Please copy the records below word for word, leaving out the pictures.

[Records from a data collection]
━━━━━━━━━━

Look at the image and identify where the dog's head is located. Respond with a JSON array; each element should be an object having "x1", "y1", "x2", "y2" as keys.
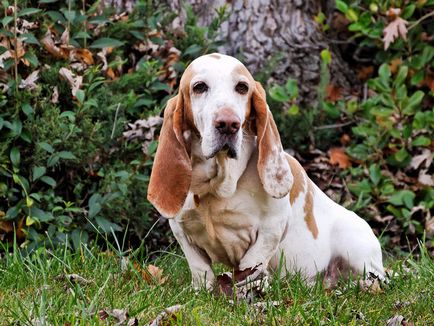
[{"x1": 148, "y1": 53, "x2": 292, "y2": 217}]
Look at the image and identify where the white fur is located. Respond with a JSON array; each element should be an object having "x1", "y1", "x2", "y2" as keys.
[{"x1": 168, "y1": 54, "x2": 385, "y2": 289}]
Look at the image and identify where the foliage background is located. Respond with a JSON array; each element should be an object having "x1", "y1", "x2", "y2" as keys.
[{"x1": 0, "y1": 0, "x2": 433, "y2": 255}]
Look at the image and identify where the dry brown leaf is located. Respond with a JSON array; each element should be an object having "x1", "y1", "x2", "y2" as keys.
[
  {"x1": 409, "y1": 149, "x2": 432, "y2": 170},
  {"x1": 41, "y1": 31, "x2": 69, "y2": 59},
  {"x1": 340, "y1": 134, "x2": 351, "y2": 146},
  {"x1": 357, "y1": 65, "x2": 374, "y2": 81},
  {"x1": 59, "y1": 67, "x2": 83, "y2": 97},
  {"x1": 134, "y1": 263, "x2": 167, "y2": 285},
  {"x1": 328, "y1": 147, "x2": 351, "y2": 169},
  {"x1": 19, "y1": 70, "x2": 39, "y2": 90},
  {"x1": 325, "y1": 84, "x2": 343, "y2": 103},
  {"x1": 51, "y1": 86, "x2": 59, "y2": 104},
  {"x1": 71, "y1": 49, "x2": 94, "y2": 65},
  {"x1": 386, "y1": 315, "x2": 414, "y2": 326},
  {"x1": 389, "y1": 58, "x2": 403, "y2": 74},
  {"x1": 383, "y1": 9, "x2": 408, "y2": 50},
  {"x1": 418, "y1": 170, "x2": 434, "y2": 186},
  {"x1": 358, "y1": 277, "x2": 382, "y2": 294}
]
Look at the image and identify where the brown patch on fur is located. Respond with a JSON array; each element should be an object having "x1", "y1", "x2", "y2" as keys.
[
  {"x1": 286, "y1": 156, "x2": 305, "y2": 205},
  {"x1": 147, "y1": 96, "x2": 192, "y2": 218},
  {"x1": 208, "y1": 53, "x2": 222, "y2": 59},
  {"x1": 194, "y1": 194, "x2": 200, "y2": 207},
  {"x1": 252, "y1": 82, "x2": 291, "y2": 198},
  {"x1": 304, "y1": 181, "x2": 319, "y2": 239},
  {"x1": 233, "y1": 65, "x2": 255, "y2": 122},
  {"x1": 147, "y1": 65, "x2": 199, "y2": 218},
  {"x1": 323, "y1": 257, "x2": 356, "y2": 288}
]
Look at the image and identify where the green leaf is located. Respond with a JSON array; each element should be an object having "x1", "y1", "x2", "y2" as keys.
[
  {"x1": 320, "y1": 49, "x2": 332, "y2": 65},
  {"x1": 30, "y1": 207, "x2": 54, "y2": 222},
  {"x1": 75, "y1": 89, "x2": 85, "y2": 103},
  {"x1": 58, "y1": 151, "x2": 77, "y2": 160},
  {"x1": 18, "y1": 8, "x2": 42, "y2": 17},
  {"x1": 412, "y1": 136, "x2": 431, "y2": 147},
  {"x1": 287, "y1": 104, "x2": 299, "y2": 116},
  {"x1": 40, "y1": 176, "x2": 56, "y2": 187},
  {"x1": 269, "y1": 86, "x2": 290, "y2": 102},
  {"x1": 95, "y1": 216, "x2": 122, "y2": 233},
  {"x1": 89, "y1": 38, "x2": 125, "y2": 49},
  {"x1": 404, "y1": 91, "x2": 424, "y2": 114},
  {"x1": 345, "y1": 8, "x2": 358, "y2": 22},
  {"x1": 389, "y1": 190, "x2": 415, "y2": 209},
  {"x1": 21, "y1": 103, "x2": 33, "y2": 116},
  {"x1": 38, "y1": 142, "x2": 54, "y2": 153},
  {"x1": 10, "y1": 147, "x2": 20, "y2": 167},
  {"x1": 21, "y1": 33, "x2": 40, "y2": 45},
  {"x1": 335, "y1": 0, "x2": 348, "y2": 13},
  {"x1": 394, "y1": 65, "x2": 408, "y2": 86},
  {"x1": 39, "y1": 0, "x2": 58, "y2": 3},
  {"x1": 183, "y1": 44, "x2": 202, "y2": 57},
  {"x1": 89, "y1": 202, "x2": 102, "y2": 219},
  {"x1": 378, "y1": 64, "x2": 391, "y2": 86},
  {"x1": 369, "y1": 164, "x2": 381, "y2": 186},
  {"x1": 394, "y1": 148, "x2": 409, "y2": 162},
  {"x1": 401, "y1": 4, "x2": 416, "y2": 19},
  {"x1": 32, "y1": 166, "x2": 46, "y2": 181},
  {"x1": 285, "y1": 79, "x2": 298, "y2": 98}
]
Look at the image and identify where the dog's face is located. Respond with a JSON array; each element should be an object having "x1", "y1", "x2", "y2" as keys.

━━━━━━━━━━

**TASK SOLUTION:**
Look at the image and identify where the dog's head is located. Respond with a JSON array; each element should be an object having "x1", "y1", "x2", "y2" as keys.
[{"x1": 148, "y1": 53, "x2": 292, "y2": 217}]
Look at the image and identify where the white fur is located. Respond with a JSON array; each element should be an object having "x1", "y1", "x2", "y2" as keys.
[{"x1": 168, "y1": 54, "x2": 385, "y2": 289}]
Look at the image and identify where the foliage background is located. Respond with a JSON array; each element should be an object having "x1", "y1", "x2", "y2" as keys.
[{"x1": 0, "y1": 0, "x2": 433, "y2": 255}]
Look at the image and identify where the dry brown leaf is located. Respond with a JSON array; each element should be an object having "x1", "y1", "x2", "y2" as keys.
[
  {"x1": 409, "y1": 149, "x2": 432, "y2": 170},
  {"x1": 41, "y1": 31, "x2": 69, "y2": 59},
  {"x1": 340, "y1": 134, "x2": 351, "y2": 146},
  {"x1": 357, "y1": 65, "x2": 374, "y2": 81},
  {"x1": 59, "y1": 67, "x2": 83, "y2": 97},
  {"x1": 134, "y1": 263, "x2": 167, "y2": 285},
  {"x1": 328, "y1": 147, "x2": 351, "y2": 169},
  {"x1": 19, "y1": 70, "x2": 39, "y2": 90},
  {"x1": 325, "y1": 84, "x2": 343, "y2": 103},
  {"x1": 51, "y1": 86, "x2": 59, "y2": 104},
  {"x1": 71, "y1": 49, "x2": 94, "y2": 65},
  {"x1": 386, "y1": 315, "x2": 414, "y2": 326},
  {"x1": 389, "y1": 58, "x2": 403, "y2": 74},
  {"x1": 383, "y1": 9, "x2": 408, "y2": 50},
  {"x1": 418, "y1": 170, "x2": 434, "y2": 186},
  {"x1": 358, "y1": 277, "x2": 382, "y2": 294}
]
Look at the image and identify where the brown patch on fur is located. Respond with a JSON array; each element should be an object having "x1", "y1", "x2", "y2" as keys.
[
  {"x1": 286, "y1": 156, "x2": 305, "y2": 205},
  {"x1": 147, "y1": 96, "x2": 192, "y2": 218},
  {"x1": 208, "y1": 53, "x2": 222, "y2": 59},
  {"x1": 194, "y1": 194, "x2": 200, "y2": 207},
  {"x1": 252, "y1": 82, "x2": 291, "y2": 198},
  {"x1": 304, "y1": 181, "x2": 319, "y2": 239},
  {"x1": 233, "y1": 65, "x2": 255, "y2": 122},
  {"x1": 147, "y1": 65, "x2": 199, "y2": 218},
  {"x1": 323, "y1": 257, "x2": 356, "y2": 288}
]
Look at the image and identify where the green leaf is located. Respond with a JSON array; each element should be an object having "x1", "y1", "x2", "y2" as keys.
[
  {"x1": 320, "y1": 49, "x2": 332, "y2": 65},
  {"x1": 30, "y1": 207, "x2": 54, "y2": 222},
  {"x1": 75, "y1": 89, "x2": 85, "y2": 103},
  {"x1": 58, "y1": 151, "x2": 77, "y2": 160},
  {"x1": 18, "y1": 8, "x2": 42, "y2": 17},
  {"x1": 412, "y1": 136, "x2": 431, "y2": 147},
  {"x1": 287, "y1": 104, "x2": 299, "y2": 116},
  {"x1": 40, "y1": 176, "x2": 56, "y2": 187},
  {"x1": 269, "y1": 86, "x2": 290, "y2": 102},
  {"x1": 95, "y1": 216, "x2": 122, "y2": 233},
  {"x1": 89, "y1": 38, "x2": 125, "y2": 49},
  {"x1": 404, "y1": 91, "x2": 424, "y2": 114},
  {"x1": 345, "y1": 8, "x2": 358, "y2": 22},
  {"x1": 389, "y1": 190, "x2": 415, "y2": 209},
  {"x1": 21, "y1": 103, "x2": 33, "y2": 116},
  {"x1": 38, "y1": 142, "x2": 54, "y2": 153},
  {"x1": 10, "y1": 147, "x2": 20, "y2": 167},
  {"x1": 21, "y1": 33, "x2": 40, "y2": 45},
  {"x1": 335, "y1": 0, "x2": 348, "y2": 13},
  {"x1": 394, "y1": 65, "x2": 408, "y2": 86},
  {"x1": 39, "y1": 0, "x2": 58, "y2": 3},
  {"x1": 183, "y1": 44, "x2": 202, "y2": 57},
  {"x1": 89, "y1": 202, "x2": 102, "y2": 219},
  {"x1": 378, "y1": 64, "x2": 391, "y2": 86},
  {"x1": 369, "y1": 164, "x2": 381, "y2": 186},
  {"x1": 394, "y1": 148, "x2": 409, "y2": 162},
  {"x1": 401, "y1": 4, "x2": 416, "y2": 19},
  {"x1": 32, "y1": 166, "x2": 46, "y2": 181},
  {"x1": 285, "y1": 79, "x2": 298, "y2": 98}
]
Look at the image and identify where the dog's face is located. Respond with a JSON array; each element should be an object having "x1", "y1", "x2", "y2" as keys.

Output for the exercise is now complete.